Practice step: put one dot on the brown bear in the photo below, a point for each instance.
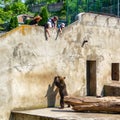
(60, 83)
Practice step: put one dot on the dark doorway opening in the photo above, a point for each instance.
(91, 78)
(115, 71)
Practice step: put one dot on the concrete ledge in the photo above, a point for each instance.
(112, 89)
(60, 114)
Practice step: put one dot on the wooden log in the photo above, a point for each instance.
(93, 104)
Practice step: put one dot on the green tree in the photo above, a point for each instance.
(18, 8)
(44, 15)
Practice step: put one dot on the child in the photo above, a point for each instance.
(36, 20)
(61, 26)
(52, 23)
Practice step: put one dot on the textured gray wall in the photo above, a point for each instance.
(29, 63)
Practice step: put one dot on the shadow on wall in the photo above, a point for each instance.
(51, 95)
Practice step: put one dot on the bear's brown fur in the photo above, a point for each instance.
(60, 83)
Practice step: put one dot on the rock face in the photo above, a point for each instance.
(29, 63)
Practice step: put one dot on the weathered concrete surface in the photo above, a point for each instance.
(61, 114)
(29, 63)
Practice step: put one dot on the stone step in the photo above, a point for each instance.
(60, 114)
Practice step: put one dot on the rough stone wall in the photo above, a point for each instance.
(29, 63)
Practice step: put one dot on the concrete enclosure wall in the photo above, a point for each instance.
(29, 63)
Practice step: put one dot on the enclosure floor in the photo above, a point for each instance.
(67, 114)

WHAT THE TASK REQUIRES :: Convert everything from the item containing "Practice step: put one dot on the shadow" down to the last item into a two-column CSV with the columns instruction and points. Give one row per item, put each field in quotes, and replace any line breaks with spaces.

PROBLEM SOLUTION ::
instruction,points
"Practice step: put one dot on the shadow on wall in the photo above, a point for each instance.","(51, 95)"
"Practice step: put one dot on the bear's brown fur in the photo above, a point for each instance.","(60, 83)"
"Practice step: put one dot on the rock face in the photo above, a point for each instance.","(29, 63)"
"Practice step: put one dot on the weathered concrete surface in the photo above, a point for each instance.","(61, 114) (29, 63)"
"Practice step: put one dot on the stone step in the photo above, a point for each instance.","(60, 114)"
"Practice step: put one dot on the rough stone wall in the photo above, a point for each instance.","(29, 63)"
"Practice step: put one dot on the concrete enclosure wall in the photo above, a point for each instance.","(29, 63)"
"Practice step: put one dot on the enclosure floor in the photo above, a point for each instance.","(67, 114)"